:: Request ::
Copy out the following lines word for word.

--- START OF Data supplied ---

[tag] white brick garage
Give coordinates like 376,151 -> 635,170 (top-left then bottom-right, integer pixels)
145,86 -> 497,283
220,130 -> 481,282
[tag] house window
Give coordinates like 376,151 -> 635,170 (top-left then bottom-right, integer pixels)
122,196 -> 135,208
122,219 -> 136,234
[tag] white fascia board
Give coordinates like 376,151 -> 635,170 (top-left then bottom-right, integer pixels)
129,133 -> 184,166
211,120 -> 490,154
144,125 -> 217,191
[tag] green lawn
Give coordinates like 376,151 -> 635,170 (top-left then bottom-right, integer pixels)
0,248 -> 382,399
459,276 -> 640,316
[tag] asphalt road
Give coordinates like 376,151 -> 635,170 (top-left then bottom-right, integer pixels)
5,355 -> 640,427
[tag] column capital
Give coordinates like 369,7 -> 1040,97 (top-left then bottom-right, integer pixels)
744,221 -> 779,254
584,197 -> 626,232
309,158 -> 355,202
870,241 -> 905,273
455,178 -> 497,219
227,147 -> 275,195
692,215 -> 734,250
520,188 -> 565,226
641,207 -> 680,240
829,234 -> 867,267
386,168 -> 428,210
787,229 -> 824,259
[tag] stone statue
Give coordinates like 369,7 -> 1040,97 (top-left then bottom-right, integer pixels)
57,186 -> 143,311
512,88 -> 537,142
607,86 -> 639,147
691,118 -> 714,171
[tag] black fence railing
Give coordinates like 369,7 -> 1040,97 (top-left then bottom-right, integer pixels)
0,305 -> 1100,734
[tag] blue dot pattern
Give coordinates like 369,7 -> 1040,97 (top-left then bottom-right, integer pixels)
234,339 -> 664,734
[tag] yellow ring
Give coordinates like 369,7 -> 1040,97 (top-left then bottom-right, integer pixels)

--- END OF Data supplied ---

:: Exercise solution ::
[tag] white brick garage
Give coordinates like 376,151 -> 635,170 (top-left then bottom-right, integer pixels)
145,86 -> 497,283
220,130 -> 481,282
[tag] house window
Give coordinates like 376,151 -> 635,170 (top-left then bottom-right, integer pixels)
122,196 -> 135,208
122,219 -> 136,234
[tag] white fascia board
Give coordinates like 376,151 -> 635,170 (top-left then bottom-right, integer pixels)
129,133 -> 184,166
211,120 -> 490,154
144,125 -> 217,191
[tag] green lawn
Give coordinates like 376,151 -> 635,170 (top-left then bottom-right, integer pixels)
0,248 -> 382,399
459,276 -> 640,316
[tag] asphalt road
Give coordinates like 376,151 -> 635,170 (top-left then bottom-right, integer pixels)
5,355 -> 640,427
[tag] column capital
Give coordinates like 369,7 -> 1040,97 (top-left then bottom-right, integer pixels)
744,221 -> 779,254
584,197 -> 626,232
309,158 -> 355,202
870,241 -> 905,273
455,178 -> 497,219
227,147 -> 275,195
692,215 -> 734,250
520,188 -> 565,226
641,207 -> 680,240
829,234 -> 867,267
386,168 -> 428,210
787,229 -> 824,259
[tag] stone statue
Give coordinates like 369,7 -> 1040,97 (top-left then bottom-right, integer pixels)
57,186 -> 143,311
512,88 -> 537,142
607,86 -> 639,147
691,118 -> 714,171
[tag] black fence railing
Give coordinates like 369,7 -> 1040,97 (top-left then bottom-right, integer pixels)
0,305 -> 1100,734
[tag] blue dot pattern
Give coordinates like 369,7 -> 1040,97 (top-left then bottom-right, integer pixels)
234,339 -> 664,734
[tag] yellow ring
Give coordinates like 369,7 -> 1040,97 (top-left then bottom-right, integer pixels)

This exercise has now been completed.